'''

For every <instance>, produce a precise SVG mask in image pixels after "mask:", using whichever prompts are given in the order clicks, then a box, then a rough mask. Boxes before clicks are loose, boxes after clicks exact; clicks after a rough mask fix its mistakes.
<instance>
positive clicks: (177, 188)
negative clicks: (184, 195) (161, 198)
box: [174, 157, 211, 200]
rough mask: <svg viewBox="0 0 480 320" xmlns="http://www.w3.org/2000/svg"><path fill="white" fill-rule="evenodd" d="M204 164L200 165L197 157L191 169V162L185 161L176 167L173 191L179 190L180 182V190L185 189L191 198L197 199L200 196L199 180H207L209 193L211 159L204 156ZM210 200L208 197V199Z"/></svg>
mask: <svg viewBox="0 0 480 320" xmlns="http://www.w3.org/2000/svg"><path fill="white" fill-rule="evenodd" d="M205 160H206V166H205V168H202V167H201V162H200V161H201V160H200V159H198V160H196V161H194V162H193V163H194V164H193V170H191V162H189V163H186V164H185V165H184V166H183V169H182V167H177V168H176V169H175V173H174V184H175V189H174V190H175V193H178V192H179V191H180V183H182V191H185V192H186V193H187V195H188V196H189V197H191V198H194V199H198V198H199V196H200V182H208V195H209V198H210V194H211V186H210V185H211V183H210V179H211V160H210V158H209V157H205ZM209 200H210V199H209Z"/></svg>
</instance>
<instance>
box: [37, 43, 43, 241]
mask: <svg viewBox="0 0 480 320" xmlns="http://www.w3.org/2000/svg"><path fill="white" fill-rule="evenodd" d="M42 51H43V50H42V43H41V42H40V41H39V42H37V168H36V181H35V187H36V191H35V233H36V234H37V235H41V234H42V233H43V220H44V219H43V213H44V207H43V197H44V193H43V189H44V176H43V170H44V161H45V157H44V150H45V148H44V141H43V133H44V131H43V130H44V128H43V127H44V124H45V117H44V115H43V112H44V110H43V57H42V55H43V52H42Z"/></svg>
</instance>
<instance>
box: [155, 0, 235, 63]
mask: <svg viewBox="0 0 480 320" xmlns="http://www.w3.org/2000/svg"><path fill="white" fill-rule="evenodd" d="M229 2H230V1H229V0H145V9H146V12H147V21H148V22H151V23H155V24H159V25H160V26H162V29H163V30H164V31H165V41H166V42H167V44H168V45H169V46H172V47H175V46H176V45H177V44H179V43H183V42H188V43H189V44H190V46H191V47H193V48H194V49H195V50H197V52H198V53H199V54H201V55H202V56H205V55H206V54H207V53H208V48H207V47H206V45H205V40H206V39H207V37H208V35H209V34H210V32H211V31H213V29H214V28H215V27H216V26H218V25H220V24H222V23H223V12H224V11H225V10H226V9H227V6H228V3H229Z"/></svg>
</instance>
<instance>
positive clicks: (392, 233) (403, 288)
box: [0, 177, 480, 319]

'''
'''

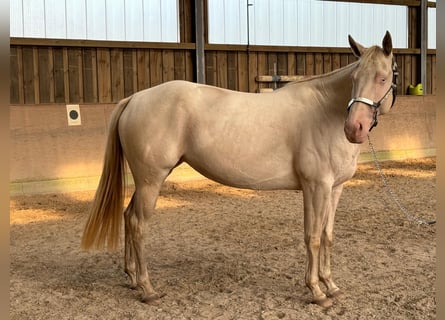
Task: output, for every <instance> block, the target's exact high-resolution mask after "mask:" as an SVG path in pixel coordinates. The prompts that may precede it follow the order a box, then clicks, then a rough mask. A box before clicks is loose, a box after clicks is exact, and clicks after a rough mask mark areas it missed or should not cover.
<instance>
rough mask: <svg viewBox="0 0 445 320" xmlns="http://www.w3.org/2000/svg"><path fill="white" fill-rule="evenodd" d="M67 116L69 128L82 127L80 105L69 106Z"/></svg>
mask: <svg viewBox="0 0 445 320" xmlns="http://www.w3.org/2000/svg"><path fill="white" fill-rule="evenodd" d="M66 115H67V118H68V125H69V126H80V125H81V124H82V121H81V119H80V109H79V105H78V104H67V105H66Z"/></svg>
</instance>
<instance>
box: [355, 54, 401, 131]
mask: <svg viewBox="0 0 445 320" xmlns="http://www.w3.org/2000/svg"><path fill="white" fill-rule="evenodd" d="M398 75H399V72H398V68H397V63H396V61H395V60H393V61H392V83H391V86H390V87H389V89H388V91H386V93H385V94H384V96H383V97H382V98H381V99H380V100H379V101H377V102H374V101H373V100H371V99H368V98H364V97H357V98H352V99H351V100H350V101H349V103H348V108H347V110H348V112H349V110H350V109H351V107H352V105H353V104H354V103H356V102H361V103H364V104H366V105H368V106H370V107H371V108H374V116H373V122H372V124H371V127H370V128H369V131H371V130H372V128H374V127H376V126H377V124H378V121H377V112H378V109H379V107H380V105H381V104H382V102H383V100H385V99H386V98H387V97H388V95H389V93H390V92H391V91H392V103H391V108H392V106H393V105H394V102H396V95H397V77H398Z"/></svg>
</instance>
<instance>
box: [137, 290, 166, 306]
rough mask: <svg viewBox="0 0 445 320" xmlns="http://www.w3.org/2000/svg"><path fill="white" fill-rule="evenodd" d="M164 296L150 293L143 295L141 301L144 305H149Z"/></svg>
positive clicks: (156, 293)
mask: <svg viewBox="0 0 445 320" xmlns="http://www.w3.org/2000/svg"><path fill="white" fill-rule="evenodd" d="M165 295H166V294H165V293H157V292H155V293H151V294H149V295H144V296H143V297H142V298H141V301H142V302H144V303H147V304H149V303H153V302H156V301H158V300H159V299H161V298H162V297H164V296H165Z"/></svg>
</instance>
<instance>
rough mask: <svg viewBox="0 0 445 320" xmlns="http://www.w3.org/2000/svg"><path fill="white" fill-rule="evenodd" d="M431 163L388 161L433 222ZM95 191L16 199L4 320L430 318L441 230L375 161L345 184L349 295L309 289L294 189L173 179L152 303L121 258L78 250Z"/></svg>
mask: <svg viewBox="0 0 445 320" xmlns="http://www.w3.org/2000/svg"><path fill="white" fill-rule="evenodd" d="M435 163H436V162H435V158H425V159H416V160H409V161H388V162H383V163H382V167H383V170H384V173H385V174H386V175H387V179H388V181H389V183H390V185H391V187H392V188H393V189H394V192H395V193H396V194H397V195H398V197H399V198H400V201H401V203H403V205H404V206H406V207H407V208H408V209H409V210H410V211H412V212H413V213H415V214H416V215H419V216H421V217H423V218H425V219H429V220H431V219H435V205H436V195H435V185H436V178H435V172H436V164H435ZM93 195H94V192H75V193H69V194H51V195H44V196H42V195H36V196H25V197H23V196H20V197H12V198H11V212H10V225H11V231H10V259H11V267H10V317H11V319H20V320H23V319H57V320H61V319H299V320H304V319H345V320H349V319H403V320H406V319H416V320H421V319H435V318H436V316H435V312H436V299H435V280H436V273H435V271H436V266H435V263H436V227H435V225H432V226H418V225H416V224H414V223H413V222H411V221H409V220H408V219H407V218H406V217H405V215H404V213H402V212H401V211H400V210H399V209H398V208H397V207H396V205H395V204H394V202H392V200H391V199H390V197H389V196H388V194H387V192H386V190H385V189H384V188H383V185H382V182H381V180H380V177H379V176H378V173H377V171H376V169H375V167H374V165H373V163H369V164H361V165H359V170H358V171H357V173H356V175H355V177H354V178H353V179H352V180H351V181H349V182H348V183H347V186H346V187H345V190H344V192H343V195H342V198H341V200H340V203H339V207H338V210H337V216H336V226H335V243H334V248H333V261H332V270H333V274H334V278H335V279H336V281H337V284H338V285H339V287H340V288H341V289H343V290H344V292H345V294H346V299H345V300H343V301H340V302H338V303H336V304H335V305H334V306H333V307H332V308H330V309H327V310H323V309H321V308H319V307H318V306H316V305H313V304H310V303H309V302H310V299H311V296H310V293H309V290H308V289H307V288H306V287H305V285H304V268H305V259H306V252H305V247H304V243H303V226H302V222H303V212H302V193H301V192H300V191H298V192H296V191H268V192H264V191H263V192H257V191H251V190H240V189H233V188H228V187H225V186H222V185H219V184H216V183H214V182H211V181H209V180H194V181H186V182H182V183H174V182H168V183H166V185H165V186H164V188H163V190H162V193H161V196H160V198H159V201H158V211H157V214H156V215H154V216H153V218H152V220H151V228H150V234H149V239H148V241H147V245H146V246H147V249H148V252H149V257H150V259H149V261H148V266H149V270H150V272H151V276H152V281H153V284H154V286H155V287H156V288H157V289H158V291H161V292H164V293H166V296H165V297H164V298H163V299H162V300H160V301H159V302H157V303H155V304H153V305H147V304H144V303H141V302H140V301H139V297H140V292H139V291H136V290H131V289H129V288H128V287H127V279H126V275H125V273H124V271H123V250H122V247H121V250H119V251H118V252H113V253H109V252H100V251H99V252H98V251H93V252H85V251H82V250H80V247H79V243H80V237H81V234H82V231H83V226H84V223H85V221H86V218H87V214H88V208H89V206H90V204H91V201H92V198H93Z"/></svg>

'''

- _ABOUT THIS EXERCISE_:
In the lines above, find the word "order" and copy each line that contains it.

- _RESPONSE TO THIS EXERCISE_:
For every <instance>, produce a precise SVG mask in image pixels after "mask:", using whichever prompts are given in the order clicks, then a box, then a rough mask. Boxes before clicks are loose, boxes after clicks exact; clicks after a rough mask fix its mistakes.
Task: output, for every <instance> block, the target's exact high-resolution mask after "mask:" as an SVG path in pixel coordinates. The prompts that may precede it follow the order a box, then clicks, then a rough mask. A box before clicks is loose, a box after clicks is exact, and clicks after a rough mask mark areas it missed or should not cover.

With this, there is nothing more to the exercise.